(Data entries)
____________________

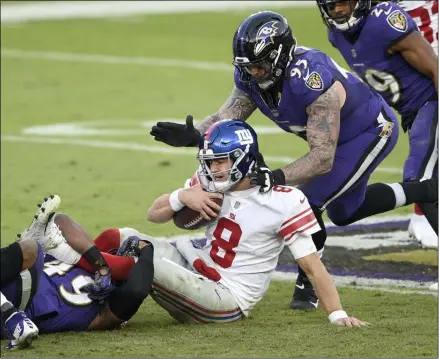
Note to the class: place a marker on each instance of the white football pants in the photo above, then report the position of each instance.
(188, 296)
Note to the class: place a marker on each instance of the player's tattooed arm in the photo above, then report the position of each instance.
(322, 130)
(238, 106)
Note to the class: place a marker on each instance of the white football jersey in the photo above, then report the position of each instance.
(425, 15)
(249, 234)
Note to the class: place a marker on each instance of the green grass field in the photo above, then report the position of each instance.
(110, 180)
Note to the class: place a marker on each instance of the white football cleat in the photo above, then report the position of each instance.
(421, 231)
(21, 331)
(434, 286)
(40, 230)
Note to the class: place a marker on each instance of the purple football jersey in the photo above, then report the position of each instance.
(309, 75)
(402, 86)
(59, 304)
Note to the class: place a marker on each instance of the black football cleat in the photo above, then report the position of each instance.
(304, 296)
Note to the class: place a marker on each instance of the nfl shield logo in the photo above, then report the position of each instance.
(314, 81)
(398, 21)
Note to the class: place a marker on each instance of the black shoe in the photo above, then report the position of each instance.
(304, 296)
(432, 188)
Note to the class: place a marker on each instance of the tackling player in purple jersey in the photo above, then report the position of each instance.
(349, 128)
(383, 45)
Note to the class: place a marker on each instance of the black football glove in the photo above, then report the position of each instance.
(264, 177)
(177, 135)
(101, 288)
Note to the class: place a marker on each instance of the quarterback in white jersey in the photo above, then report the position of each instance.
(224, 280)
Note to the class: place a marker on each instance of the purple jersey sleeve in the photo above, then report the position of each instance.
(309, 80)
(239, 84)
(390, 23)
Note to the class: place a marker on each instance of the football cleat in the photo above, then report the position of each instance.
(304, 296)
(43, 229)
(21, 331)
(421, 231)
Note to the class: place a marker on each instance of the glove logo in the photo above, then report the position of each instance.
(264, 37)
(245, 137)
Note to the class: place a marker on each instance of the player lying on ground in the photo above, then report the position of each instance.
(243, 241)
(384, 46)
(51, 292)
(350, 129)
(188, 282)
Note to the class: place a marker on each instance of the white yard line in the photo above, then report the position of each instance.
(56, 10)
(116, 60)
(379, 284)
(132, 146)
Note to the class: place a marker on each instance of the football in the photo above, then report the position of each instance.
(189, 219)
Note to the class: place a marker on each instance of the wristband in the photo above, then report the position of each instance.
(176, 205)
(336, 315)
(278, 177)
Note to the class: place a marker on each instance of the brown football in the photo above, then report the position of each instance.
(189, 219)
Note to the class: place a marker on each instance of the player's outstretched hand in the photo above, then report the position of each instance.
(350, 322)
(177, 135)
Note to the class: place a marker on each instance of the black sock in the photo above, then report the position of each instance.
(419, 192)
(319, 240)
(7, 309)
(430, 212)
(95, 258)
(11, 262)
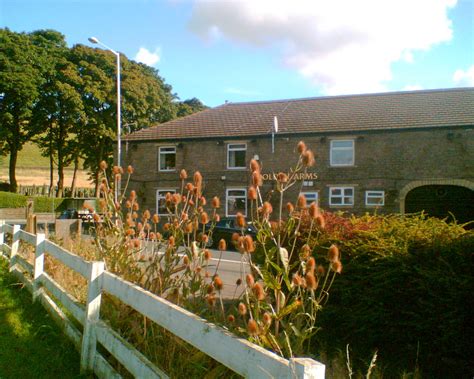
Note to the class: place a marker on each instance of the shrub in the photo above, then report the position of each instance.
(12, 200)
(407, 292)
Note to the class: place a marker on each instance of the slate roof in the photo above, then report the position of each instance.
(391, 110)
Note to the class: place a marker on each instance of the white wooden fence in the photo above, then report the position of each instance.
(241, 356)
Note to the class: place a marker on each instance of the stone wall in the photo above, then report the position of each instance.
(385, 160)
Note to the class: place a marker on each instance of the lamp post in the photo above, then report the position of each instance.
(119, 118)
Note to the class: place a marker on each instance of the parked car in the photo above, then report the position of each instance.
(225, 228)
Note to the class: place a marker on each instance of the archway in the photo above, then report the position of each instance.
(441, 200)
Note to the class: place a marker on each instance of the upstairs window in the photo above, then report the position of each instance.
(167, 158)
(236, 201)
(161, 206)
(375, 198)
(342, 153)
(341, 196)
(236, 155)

____________________

Exercise:
Restate the entries verbatim and exclude any pictures.

Expected answer:
Note to the class: place a marker on each instance of the white football pants in the photo above, then report the position of each instance.
(188, 296)
Note to the class: place a marker on each instance of the player's tattooed arm in the photo above, then report the position of each instance.
(322, 130)
(238, 106)
Note to the class: place a marker on each instance of the white football jersey in the photo above, then report the position of each instance.
(425, 15)
(249, 234)
Note to the class: place a marker on each instance of the green grass field in the photo above, then report the position of each instance.
(110, 180)
Note to the class: place a marker on each instance of the white football cleat in the photo above, then report the position of each instance.
(421, 231)
(21, 331)
(434, 286)
(40, 230)
Note to the class: place a marker on each instance of the purple football jersey in the photo above, then report the position of each instance.
(309, 75)
(402, 86)
(59, 304)
Note to the class: place a marker on each instance of the black football cleat in the photo above, then report the position of each instance.
(304, 296)
Note to the class: place a marker on each instance of the nfl shield logo in the photo above, then report the position of each instance.
(314, 81)
(398, 21)
Note to the class: place a marker on each instance of the black shoe in the photo above, then report the position of each instance.
(304, 296)
(432, 188)
Note to the class: place a marker on each instance of the tackling player in purple jersey in the photo above, then report the position of each instance.
(349, 128)
(383, 45)
Note to the class: place a marker on each instance of the black football glove in the photo above, then report the position of each instance.
(264, 177)
(177, 135)
(101, 288)
Note to the class: place a marker on each instance of the quarterback in white jersey in the photo above, then report the position of each instance.
(224, 280)
Note to the class: place a marker on each instance of the purple jersey sleeve in the photo above, then report the position of each instance.
(309, 80)
(239, 84)
(390, 23)
Note to the class: place a marker on each instance of the football cleat in the photo above, then report the position of each instance.
(304, 296)
(43, 229)
(21, 331)
(421, 231)
Note to the class: place a marker on each instance of the glove logo in the photo above, then report the position of each instance.
(264, 37)
(245, 137)
Note to the class: place a marker on each instance of the player lying on ground in the photo above, then report the position of each instance.
(243, 241)
(384, 46)
(51, 292)
(350, 129)
(188, 282)
Note to the class: place a marker on each instance of the white yard line in the photo above, then report the position of each instance.
(56, 10)
(116, 60)
(379, 284)
(132, 146)
Note to the class: place a marker on each instance of the football in the photo above, then report the position of each instance.
(189, 219)
Note to the class: place a marker on each instance of the wristband in the photo above, then report the position of each instance.
(176, 205)
(336, 315)
(278, 177)
Note to the class: place a marker on each instance of the brown football in the photo above, then report the position of each instance.
(189, 219)
Note to the class: place a marker on each instance of the player's outstretched hand in the photo above, then report the position of each instance.
(350, 322)
(177, 135)
Note to the class: place a marker on each instance of the black sock in the photo above, then report the position of each instance.
(419, 192)
(319, 240)
(7, 309)
(430, 212)
(95, 258)
(11, 262)
Note to the class: place a marker on each instance of the shrub in the photo above, then report the position of each instance.
(12, 200)
(407, 292)
Note to the class: place a marker on each instance of the slate roof in the photo above, then report the position of each instance.
(391, 110)
Note to the class: place a marker on each instance of the white wooden fence in the photo above, then report the position of each instance.
(241, 356)
Note to the class: place a marker on each instance of the stone wall in the photo above, then report the position of each instance.
(385, 160)
Note to the class: place a marker on each instance of the lamp post in the photo above, then report the position of each instance.
(119, 118)
Note to the class: place a marker on each instance of the parked car in the photo above, then report the position of each instance.
(225, 228)
Note to the class: place a marker on each instance of the archway in the photo above, then report the position of each instance.
(441, 200)
Note to the class: place a marker on each instance of the upstairs window in the photo above, then report the position of each instance.
(167, 158)
(236, 201)
(161, 206)
(375, 198)
(342, 153)
(341, 196)
(236, 155)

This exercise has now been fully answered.